** start **

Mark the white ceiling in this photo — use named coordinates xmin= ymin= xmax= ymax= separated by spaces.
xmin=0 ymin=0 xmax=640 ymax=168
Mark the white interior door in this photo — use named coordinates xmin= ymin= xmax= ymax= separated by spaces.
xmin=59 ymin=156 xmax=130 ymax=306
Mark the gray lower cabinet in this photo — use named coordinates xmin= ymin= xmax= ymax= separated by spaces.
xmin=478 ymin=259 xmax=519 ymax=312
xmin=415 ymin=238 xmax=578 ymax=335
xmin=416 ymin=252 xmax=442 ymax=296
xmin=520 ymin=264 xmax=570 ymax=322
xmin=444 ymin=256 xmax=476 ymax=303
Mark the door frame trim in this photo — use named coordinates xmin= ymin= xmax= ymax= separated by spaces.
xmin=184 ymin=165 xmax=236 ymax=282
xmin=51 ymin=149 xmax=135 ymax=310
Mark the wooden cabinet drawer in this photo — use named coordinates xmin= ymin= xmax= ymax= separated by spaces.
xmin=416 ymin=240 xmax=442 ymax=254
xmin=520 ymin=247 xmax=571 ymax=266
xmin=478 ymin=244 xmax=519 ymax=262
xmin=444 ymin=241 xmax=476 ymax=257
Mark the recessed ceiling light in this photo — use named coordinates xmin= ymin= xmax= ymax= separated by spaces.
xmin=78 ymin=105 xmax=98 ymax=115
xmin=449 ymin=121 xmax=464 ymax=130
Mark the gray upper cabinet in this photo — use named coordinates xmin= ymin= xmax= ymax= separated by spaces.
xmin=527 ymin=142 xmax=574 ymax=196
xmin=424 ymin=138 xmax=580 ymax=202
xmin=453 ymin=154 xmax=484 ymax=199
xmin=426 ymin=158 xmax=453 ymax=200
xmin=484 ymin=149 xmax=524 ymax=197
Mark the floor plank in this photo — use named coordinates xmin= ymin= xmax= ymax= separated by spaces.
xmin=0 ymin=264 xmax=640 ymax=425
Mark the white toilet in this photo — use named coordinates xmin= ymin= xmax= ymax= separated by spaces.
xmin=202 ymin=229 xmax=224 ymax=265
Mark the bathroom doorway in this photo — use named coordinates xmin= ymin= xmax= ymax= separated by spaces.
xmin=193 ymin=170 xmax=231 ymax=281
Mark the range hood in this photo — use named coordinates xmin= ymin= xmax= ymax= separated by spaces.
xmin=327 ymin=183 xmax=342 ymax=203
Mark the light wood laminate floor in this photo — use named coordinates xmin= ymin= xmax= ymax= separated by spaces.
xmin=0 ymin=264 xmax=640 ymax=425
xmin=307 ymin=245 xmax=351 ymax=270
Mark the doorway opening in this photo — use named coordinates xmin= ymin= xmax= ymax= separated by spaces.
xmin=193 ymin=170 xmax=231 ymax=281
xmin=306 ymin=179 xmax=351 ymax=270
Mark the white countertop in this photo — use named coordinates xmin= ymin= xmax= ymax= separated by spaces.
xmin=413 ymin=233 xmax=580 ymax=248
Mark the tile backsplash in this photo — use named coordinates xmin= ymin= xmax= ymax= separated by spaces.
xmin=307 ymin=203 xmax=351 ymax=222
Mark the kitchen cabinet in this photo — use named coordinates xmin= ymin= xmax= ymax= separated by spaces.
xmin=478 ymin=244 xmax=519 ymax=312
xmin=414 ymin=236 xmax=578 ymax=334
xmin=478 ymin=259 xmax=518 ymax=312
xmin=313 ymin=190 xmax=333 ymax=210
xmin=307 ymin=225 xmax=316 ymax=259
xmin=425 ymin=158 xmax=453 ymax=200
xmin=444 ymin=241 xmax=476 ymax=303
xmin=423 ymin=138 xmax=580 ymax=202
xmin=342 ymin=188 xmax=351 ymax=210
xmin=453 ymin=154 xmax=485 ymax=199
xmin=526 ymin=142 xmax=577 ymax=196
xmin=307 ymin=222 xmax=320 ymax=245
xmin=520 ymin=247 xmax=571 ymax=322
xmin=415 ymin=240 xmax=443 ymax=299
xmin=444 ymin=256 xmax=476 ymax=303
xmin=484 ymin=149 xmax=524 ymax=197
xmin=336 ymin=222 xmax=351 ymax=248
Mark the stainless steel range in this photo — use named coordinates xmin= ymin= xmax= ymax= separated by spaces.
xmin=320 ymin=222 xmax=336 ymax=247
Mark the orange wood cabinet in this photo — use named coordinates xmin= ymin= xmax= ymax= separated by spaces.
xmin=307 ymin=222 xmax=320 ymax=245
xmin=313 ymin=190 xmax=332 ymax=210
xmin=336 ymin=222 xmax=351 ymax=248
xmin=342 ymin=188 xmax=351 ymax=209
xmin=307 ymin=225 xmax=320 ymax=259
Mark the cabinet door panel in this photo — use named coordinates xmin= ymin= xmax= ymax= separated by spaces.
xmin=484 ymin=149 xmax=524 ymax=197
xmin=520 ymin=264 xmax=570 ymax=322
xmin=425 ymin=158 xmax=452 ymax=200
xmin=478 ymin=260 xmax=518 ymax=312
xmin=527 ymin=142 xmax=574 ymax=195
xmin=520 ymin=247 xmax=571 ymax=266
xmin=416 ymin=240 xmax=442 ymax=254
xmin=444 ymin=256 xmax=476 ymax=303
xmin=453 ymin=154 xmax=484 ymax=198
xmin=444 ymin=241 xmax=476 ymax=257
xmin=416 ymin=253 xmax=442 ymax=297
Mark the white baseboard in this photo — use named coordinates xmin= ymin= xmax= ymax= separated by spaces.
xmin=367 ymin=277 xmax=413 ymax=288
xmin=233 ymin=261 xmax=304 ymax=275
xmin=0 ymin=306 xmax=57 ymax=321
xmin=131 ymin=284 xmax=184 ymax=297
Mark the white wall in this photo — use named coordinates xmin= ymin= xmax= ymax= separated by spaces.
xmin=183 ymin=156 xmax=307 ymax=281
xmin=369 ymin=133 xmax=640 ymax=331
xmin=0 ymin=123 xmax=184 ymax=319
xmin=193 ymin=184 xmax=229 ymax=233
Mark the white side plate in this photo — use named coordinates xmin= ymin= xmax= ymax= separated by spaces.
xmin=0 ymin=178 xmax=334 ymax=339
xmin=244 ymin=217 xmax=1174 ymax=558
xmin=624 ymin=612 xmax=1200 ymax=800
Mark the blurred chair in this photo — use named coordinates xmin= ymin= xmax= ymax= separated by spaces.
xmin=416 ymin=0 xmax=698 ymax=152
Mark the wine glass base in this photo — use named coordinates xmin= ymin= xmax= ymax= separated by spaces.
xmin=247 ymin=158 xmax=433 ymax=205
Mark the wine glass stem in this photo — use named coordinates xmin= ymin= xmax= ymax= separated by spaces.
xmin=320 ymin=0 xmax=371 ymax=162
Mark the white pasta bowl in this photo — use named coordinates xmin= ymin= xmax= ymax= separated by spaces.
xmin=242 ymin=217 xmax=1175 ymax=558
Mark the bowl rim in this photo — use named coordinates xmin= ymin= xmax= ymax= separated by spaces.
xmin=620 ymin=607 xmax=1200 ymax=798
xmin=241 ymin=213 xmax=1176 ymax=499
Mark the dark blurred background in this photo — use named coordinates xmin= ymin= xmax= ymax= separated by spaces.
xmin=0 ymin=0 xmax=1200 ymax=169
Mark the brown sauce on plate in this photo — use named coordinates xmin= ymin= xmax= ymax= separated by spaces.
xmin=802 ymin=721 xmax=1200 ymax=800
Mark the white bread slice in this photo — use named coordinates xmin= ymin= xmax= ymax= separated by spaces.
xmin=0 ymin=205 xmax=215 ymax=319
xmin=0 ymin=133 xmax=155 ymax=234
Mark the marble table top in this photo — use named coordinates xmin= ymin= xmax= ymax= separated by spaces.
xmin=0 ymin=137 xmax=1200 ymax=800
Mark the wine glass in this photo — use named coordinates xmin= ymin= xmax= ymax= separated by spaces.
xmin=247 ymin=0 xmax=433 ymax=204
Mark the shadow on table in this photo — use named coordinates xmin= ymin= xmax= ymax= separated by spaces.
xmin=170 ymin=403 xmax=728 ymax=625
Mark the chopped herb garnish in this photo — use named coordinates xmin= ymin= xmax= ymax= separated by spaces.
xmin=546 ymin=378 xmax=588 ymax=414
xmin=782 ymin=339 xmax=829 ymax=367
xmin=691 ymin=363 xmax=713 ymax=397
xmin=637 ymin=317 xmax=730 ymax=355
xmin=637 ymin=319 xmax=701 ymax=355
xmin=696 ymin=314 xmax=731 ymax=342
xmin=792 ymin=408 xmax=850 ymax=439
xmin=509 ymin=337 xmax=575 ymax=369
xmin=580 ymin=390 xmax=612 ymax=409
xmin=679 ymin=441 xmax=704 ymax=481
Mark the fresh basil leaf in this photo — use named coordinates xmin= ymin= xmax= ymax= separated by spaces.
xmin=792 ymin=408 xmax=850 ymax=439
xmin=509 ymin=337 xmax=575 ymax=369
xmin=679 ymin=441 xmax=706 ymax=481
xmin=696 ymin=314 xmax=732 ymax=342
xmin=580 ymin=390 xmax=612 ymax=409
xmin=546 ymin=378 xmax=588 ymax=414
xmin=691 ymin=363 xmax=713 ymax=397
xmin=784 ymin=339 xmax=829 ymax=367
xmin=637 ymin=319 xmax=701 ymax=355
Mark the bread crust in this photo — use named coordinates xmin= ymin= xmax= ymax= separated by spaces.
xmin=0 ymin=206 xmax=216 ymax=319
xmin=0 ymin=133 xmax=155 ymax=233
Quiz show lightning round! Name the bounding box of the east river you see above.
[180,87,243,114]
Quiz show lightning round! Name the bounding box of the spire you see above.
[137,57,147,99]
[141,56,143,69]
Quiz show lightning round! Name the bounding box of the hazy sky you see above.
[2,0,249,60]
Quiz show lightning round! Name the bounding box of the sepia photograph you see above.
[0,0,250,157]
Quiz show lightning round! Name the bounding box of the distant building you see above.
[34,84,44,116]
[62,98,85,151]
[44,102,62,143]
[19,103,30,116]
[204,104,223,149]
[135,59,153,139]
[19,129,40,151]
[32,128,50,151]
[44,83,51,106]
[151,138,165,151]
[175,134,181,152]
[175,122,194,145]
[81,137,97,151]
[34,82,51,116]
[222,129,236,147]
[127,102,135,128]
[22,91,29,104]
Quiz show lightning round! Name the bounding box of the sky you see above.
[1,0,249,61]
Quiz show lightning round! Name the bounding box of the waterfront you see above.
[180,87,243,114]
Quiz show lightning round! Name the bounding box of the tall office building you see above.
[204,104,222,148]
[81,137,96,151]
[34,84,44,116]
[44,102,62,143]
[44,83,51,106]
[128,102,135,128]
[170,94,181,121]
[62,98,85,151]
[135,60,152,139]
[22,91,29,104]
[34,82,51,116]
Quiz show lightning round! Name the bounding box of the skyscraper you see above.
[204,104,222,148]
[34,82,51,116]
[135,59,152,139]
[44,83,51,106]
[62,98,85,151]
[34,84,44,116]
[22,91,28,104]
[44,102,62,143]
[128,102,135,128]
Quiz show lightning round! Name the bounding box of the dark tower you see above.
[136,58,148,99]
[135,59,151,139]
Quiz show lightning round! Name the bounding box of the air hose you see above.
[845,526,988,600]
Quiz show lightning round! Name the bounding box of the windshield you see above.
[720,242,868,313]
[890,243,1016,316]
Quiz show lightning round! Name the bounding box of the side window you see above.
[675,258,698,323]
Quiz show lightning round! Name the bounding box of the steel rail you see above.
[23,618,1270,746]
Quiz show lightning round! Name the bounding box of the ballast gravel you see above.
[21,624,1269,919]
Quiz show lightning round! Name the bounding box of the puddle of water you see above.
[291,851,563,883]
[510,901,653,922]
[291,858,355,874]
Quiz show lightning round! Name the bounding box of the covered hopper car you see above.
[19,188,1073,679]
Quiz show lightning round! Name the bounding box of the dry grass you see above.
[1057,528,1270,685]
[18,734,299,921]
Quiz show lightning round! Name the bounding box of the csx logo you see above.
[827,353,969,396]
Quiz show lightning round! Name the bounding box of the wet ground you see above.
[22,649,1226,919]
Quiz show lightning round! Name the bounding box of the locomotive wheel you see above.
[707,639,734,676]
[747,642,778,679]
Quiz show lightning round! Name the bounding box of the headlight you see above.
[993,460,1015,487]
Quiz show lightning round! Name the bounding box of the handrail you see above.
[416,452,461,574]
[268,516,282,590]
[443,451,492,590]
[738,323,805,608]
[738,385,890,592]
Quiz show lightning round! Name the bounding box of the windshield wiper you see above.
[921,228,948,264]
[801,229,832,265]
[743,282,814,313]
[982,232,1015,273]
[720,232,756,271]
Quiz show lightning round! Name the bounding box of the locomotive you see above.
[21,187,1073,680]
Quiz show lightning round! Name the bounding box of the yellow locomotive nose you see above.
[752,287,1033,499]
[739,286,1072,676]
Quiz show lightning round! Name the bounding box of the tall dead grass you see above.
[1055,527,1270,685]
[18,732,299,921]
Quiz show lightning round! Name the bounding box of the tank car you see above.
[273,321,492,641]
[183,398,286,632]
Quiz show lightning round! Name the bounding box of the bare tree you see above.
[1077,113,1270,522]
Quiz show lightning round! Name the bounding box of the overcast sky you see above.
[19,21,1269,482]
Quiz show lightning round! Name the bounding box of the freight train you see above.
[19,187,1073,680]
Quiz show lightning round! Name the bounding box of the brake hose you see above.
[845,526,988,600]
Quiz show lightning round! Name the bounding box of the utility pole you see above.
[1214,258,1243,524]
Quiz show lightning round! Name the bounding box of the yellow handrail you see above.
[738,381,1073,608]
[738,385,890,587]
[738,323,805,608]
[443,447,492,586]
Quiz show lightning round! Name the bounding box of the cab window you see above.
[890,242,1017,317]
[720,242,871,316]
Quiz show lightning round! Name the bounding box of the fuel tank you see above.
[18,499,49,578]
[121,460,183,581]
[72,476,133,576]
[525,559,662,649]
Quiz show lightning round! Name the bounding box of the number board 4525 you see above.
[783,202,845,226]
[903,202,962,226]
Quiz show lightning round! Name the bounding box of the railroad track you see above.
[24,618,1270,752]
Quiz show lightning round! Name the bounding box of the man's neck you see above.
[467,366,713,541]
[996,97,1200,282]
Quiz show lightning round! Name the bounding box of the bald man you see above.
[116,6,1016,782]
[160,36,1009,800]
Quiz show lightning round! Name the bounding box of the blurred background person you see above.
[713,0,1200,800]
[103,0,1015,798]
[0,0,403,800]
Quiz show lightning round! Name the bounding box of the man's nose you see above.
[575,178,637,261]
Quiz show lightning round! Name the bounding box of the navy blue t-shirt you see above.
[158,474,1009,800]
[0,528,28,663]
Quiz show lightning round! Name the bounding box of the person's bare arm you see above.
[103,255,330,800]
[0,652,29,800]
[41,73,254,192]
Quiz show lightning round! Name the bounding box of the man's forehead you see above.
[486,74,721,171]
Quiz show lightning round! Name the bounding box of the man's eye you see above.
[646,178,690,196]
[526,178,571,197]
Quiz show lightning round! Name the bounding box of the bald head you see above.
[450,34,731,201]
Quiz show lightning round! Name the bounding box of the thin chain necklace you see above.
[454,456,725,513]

** end **

Copy out the rows above verbatim, starting at the very first row and ending at the row that contains "xmin=59 ymin=156 xmax=130 ymax=306".

COMPLETED EXERCISE
Mark the white ceiling in this photo — use named coordinates xmin= ymin= xmax= ymax= separated by spaces.
xmin=0 ymin=0 xmax=640 ymax=168
Mark the white interior door in this photo — use named coordinates xmin= ymin= xmax= ymax= separated by spaces.
xmin=59 ymin=156 xmax=130 ymax=306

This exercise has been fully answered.